start Provided data
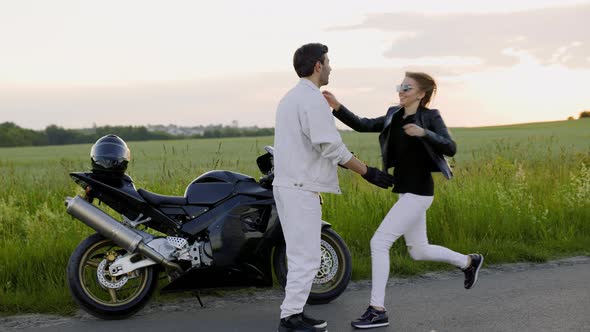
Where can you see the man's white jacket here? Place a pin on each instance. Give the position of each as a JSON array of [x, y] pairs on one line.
[[308, 147]]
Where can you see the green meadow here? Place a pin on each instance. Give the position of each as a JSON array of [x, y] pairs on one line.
[[520, 193]]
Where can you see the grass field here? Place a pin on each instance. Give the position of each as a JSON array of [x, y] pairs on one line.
[[520, 193]]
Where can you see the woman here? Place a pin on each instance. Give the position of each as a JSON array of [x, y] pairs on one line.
[[413, 140]]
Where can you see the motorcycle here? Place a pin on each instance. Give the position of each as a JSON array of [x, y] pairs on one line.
[[223, 232]]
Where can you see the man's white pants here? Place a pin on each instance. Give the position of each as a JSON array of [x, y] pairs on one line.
[[407, 217], [300, 214]]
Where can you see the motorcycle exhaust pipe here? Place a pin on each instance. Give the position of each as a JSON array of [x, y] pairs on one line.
[[106, 225]]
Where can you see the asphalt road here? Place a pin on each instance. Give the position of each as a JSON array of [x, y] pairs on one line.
[[552, 296]]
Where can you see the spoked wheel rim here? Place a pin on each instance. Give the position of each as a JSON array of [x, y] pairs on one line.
[[332, 267], [112, 291]]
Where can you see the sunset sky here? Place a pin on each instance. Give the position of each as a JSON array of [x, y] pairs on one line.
[[137, 62]]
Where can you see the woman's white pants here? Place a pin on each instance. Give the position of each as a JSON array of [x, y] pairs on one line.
[[408, 218], [300, 214]]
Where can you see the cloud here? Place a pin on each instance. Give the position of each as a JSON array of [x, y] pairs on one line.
[[551, 36]]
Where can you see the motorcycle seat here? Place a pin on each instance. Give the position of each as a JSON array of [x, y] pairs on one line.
[[157, 200]]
end Provided data
### Work required
Without the pictures, print the records in full, exactly as they appear.

### The answer
Where can you see the man's white jacket here? Place a pin on each instance. Give the position of each as a JSON array of [x, y] pairs on one line.
[[308, 147]]
Where can you see the green meadow here? Place a pin on each instance. Give the position of each as a JSON array of [x, y] pairs on one line.
[[520, 193]]
Where can you see the grass field here? Place a pin on each instance. Give the position of each as a JSON array of [x, y] pairs on one line.
[[520, 193]]
Where can you see the woman here? Place a pin on each instance. Give the position of each as a JSON array of [x, y] pairs on one line.
[[413, 140]]
Where can you see the motorcycle here? Place a pin on each instance. Give the position of each as a JSON array of [x, y] pairs on one line.
[[223, 232]]
Where can you see the man's white pants here? Place a pin on each instance. Give the position of each as a JSON array of [x, y] pairs on one line.
[[407, 217], [300, 214]]
Where can you see the motorcycle exhaust pipe here? Place a pin on each instance. Give the position of each as a JSON array of [x, y] pairs on one line.
[[106, 225]]
Where can you see the asphalt road here? Place a pin on each instance. Give the position of each as a JSON array of [x, y] pairs on one line.
[[552, 296]]
Where can you see the spoked wheel rim here? Place a pin on each instance. Give the position of each as a JSON array of [x, y] pairs on one line.
[[332, 267], [112, 291]]
Where can you see the sunset sky here? Place a pin on each instance. Give the position of each as a JSON array of [x, y] pairs on one line.
[[137, 62]]
Where can you see the woman's white pants here? Place a pin on each instance. Give the position of each as a JSON array of [x, y] pairs on one line.
[[408, 218], [300, 214]]
Where can you see the cloud here? Place a pin on each instance. Give the position of each as a JSON array of [x, y] pairs on one line.
[[551, 36]]
Where can you see the motorcycle seat here? Place a pin on each instance. Give the position of each as a JSON array of [x, y] pairs on one line.
[[157, 200]]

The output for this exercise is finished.